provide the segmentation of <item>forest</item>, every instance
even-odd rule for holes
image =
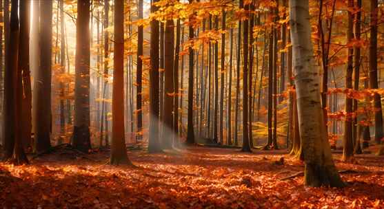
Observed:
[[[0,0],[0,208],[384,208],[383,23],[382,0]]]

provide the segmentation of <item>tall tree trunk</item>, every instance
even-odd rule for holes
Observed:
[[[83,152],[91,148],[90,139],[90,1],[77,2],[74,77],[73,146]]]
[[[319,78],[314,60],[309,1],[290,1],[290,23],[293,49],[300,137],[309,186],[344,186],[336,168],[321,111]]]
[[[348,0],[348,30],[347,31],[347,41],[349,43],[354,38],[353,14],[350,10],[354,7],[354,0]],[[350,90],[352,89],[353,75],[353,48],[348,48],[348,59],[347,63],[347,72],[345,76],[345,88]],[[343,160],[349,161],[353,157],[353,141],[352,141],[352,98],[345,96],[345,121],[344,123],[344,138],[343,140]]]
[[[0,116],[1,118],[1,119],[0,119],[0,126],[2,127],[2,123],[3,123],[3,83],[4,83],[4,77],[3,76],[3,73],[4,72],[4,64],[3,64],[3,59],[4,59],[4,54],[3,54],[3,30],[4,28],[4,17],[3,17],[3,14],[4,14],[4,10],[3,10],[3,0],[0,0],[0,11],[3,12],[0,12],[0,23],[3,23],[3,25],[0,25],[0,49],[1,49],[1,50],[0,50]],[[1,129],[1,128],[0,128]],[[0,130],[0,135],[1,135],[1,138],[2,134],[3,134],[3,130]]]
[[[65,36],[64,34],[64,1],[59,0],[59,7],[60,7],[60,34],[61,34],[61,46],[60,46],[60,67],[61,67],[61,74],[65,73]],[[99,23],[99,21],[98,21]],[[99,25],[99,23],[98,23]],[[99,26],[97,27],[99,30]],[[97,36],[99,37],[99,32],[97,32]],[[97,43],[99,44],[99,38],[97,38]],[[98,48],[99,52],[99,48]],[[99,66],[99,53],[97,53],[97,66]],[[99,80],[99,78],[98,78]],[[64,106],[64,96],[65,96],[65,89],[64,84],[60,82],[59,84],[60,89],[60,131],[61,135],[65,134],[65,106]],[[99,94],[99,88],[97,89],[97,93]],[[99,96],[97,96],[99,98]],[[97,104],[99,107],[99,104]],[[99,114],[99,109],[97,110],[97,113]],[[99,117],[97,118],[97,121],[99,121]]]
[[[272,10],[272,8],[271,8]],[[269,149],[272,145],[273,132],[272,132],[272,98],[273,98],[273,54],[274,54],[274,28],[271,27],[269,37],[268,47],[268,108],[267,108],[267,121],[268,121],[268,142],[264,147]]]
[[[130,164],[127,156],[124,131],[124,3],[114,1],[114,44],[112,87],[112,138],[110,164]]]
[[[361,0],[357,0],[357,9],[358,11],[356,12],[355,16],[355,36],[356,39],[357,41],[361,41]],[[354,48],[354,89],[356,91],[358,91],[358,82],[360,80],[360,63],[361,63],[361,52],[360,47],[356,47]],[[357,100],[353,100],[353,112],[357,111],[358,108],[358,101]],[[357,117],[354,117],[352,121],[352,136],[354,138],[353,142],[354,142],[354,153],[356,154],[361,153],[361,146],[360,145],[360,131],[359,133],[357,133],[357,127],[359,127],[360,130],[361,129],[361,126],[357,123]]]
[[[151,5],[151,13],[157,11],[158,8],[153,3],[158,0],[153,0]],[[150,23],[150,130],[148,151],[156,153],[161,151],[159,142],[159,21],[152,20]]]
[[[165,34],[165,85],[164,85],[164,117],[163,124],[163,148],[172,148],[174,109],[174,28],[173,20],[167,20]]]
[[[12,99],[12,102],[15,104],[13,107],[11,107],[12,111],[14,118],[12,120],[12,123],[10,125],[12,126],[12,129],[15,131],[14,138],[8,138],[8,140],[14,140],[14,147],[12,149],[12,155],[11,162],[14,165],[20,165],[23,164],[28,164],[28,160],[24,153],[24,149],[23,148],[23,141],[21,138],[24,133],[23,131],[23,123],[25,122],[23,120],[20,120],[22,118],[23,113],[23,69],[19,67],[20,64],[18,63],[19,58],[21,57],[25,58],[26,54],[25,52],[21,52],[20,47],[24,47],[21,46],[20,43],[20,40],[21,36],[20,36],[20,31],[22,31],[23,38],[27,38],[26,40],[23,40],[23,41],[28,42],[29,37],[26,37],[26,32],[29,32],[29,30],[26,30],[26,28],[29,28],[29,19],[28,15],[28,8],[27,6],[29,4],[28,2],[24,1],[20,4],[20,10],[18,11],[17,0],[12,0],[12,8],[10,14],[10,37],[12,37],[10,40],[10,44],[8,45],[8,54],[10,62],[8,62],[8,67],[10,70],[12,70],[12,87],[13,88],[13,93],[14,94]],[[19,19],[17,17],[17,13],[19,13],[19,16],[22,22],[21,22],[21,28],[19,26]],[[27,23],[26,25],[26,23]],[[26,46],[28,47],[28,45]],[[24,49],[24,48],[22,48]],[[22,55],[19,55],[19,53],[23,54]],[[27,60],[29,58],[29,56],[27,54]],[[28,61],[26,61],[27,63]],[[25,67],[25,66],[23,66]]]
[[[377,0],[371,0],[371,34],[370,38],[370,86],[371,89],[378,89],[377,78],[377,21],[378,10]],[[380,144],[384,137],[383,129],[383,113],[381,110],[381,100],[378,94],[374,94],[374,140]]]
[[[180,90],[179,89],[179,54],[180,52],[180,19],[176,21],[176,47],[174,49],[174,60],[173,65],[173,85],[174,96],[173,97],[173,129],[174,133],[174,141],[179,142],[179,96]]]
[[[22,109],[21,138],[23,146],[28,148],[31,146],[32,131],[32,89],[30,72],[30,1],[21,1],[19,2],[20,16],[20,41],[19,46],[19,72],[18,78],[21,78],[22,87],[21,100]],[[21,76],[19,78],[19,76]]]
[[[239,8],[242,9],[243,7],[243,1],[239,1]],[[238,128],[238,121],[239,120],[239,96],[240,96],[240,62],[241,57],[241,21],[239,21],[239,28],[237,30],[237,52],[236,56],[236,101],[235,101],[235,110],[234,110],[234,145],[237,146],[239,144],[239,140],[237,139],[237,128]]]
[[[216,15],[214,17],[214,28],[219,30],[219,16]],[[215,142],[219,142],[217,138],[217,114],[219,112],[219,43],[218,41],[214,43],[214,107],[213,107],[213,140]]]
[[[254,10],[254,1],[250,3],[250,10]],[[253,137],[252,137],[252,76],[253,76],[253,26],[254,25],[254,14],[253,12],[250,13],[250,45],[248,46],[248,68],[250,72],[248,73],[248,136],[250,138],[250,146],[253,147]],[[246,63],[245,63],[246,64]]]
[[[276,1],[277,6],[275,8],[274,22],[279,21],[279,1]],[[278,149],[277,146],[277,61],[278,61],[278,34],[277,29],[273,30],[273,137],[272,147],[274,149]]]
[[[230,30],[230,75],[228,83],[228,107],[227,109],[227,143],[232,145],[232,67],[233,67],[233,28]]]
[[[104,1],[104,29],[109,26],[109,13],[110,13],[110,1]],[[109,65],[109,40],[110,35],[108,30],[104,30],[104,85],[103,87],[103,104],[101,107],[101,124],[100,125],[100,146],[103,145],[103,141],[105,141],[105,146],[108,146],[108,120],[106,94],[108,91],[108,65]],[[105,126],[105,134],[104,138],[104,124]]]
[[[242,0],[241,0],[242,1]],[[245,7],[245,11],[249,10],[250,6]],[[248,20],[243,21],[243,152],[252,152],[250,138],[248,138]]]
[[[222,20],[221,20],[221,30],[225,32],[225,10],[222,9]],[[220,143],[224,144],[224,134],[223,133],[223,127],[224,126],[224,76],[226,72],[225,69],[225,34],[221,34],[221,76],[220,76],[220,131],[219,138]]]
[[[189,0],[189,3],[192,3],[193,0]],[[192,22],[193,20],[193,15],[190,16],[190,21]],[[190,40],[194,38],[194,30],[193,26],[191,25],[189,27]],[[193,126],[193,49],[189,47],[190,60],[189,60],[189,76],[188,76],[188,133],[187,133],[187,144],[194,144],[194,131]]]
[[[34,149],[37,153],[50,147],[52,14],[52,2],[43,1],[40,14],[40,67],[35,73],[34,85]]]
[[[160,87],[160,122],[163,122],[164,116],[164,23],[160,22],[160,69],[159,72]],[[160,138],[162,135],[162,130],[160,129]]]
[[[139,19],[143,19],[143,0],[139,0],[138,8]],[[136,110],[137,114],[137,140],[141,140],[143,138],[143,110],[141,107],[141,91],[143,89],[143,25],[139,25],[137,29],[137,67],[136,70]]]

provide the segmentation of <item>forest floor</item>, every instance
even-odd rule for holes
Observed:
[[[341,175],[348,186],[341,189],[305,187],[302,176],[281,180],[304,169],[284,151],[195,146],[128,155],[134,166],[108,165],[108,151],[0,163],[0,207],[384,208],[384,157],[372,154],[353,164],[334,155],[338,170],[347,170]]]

........

Retype exactly the lines from the one containing "provide the segmentation of <item>forest floor</item>, every" through the last line of the records above, including both.

provide the segmentation of <item>forest floor</item>, every instance
even-odd rule for holes
Observed:
[[[341,175],[348,186],[341,189],[305,187],[302,176],[281,180],[304,169],[284,151],[195,146],[128,155],[134,166],[108,165],[108,151],[0,163],[0,207],[384,208],[384,157],[372,154],[353,164],[334,155],[338,170],[347,170]]]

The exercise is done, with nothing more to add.